■ **AIM OF THE TASK**
Please return all lines of the data below containing the string "green".
== Segment start ==
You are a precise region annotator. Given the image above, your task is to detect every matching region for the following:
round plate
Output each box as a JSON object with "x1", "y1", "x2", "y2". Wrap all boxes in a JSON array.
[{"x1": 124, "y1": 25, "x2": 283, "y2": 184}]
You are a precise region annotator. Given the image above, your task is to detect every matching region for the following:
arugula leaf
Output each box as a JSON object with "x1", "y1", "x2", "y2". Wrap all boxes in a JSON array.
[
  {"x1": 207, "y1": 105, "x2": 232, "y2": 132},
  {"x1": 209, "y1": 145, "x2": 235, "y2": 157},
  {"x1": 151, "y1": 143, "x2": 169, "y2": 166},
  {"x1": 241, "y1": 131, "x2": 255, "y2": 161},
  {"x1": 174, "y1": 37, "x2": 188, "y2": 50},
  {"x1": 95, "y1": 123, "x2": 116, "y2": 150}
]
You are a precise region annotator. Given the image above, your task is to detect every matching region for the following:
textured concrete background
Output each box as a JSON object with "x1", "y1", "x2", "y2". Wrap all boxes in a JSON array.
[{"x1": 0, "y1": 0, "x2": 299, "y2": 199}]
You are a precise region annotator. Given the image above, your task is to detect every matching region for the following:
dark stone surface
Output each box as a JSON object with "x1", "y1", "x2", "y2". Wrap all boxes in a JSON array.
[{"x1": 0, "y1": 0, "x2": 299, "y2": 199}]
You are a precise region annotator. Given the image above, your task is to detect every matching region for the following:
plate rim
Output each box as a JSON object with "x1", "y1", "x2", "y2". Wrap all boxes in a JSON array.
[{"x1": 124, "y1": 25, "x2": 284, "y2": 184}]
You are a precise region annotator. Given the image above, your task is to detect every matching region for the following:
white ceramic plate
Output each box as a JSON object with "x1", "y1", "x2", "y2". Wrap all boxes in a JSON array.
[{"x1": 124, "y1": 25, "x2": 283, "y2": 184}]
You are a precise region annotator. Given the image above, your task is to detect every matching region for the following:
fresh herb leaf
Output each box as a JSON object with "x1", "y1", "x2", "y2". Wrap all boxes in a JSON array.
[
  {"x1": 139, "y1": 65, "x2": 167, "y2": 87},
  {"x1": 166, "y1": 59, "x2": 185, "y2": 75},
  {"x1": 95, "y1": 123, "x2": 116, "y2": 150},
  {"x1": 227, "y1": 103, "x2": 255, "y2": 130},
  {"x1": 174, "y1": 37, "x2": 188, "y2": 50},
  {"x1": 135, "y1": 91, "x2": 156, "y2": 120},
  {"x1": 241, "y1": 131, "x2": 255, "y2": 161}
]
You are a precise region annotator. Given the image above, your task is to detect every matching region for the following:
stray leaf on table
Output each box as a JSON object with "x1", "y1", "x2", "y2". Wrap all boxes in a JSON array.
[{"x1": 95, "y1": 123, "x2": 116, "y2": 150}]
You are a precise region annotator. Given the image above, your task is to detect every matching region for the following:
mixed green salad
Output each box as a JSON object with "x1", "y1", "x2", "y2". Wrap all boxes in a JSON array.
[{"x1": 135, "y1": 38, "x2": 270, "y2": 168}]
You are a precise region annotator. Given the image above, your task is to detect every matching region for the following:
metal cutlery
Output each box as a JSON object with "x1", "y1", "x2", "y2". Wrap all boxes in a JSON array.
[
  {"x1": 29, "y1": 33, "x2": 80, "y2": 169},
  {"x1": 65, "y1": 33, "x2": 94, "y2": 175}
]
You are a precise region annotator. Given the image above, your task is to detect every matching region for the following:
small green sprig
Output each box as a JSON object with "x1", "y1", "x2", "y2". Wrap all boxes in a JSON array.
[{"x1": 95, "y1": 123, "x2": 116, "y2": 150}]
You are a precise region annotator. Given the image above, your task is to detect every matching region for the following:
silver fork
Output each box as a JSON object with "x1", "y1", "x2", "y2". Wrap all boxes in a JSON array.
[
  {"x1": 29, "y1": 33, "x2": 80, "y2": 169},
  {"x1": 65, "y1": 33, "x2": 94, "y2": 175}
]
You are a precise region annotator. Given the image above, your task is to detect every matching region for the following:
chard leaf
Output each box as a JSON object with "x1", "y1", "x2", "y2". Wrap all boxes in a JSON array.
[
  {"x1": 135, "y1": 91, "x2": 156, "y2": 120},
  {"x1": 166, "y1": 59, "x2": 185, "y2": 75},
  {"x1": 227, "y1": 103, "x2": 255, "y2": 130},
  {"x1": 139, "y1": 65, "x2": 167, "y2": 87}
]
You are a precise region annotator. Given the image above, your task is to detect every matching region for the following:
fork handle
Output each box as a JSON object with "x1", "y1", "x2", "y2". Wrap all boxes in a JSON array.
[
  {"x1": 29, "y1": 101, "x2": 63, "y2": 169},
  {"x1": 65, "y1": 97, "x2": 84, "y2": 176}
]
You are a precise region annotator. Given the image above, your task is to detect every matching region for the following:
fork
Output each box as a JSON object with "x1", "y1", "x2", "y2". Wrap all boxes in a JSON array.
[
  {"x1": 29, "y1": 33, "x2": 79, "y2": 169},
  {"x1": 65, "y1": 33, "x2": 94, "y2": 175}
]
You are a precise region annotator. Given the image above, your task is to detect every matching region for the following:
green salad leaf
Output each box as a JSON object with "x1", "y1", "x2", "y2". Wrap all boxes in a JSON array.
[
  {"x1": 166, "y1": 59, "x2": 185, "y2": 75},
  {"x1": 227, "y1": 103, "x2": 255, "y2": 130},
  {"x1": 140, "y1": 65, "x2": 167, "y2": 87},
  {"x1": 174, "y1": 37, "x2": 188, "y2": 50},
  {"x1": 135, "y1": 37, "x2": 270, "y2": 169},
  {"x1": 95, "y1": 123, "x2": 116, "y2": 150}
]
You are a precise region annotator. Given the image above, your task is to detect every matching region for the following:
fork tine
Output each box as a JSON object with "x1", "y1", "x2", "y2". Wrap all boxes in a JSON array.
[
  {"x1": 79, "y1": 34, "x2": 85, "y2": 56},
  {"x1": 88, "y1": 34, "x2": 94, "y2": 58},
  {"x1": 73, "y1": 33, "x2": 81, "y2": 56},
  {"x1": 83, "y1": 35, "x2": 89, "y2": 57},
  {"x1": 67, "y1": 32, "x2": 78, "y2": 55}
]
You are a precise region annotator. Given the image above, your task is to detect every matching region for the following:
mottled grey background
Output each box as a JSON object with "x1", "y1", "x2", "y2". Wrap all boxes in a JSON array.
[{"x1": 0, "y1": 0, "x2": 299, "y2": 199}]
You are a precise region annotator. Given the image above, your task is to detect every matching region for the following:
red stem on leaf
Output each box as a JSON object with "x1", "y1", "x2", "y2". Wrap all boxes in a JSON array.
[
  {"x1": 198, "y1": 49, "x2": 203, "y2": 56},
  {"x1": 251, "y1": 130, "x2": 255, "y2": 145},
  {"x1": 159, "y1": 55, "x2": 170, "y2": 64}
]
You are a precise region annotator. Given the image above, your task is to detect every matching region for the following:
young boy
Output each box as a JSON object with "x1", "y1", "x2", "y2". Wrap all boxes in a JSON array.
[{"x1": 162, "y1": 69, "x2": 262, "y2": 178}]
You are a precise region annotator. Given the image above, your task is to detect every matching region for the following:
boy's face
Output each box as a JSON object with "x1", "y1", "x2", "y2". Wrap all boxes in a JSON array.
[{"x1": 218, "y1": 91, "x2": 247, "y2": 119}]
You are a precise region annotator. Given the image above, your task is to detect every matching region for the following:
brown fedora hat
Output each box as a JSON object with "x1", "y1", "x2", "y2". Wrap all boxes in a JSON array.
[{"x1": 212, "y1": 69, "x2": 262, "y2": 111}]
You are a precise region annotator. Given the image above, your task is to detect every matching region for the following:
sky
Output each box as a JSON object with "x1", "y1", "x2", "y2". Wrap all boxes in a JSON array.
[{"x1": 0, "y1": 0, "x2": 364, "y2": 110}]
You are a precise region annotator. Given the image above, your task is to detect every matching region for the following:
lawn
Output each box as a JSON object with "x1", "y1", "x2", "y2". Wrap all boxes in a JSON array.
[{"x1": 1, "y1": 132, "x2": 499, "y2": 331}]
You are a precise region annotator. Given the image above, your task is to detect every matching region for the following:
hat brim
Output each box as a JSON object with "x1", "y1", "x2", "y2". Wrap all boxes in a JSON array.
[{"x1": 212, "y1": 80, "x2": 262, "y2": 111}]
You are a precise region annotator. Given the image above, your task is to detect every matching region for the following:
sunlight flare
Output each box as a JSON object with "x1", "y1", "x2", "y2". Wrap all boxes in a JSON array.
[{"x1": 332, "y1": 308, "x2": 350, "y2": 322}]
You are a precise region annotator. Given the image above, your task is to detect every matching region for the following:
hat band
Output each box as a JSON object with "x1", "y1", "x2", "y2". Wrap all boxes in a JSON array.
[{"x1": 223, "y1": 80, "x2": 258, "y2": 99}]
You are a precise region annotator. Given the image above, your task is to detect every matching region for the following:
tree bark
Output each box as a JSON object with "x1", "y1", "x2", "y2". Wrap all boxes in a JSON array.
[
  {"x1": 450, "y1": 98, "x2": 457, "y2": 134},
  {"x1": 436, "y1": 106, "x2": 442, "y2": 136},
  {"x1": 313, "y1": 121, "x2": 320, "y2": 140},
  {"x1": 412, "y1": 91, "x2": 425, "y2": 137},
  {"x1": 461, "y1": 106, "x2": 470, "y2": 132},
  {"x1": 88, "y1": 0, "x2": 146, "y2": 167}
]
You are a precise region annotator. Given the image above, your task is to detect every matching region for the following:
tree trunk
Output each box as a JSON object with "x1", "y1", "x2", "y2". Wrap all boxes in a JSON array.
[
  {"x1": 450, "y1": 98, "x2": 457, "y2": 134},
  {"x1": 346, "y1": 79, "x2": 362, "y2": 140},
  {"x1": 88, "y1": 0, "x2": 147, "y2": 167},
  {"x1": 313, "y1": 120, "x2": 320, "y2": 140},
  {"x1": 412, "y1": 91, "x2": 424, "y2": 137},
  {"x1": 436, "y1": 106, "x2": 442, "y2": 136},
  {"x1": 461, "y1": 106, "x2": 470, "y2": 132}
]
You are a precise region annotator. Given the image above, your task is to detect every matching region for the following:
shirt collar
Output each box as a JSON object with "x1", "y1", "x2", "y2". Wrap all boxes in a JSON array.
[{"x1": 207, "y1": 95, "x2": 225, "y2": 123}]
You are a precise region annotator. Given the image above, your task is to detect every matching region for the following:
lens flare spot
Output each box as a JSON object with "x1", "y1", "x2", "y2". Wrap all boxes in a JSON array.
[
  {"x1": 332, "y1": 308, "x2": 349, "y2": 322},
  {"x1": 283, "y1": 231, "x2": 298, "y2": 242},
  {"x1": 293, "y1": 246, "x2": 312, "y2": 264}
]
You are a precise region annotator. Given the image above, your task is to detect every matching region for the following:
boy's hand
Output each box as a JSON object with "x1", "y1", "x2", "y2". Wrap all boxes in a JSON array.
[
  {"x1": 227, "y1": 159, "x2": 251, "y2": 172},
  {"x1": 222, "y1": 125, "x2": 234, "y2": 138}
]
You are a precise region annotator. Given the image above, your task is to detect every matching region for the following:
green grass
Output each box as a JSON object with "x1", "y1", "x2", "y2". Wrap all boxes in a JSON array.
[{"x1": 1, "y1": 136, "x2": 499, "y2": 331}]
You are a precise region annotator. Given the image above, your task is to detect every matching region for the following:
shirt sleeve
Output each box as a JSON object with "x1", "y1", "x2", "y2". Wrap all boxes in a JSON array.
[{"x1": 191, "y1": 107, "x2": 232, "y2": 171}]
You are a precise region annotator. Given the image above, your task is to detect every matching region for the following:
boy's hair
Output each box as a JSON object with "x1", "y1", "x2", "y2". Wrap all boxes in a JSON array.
== Segment end ==
■ **YOUR RESPONSE**
mixed green salad
small green sprig
green salad leaf
green grass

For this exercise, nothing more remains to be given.